-------- TASK INPUT --------

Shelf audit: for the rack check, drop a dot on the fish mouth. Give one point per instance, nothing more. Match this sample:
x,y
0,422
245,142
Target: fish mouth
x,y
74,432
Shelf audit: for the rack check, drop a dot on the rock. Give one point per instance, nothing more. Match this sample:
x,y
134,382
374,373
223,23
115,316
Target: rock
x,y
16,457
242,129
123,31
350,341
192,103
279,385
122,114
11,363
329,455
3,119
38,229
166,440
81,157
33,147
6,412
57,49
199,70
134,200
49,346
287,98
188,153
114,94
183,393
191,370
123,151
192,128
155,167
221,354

--------

Can you reproduce all of the material above, line for line, with nothing changed?

RESULT OF THE EXERCISE –
Shelf audit: for the rack check, drop a dot on the fish mouth. Give one point per instance, nothing more. Match this sample:
x,y
0,422
245,142
Target: fish mouth
x,y
74,432
Shelf audit: for the rack check, drop a dot on the rock. Give one point per instance, nothing more. Match this sample:
x,y
134,382
374,373
223,23
115,316
Target: rock
x,y
16,457
242,129
123,31
350,341
192,103
279,385
122,114
11,363
329,455
3,119
38,229
166,440
81,157
33,147
6,412
57,49
199,70
134,200
49,346
287,98
188,153
114,94
183,393
191,370
123,151
192,128
155,167
221,354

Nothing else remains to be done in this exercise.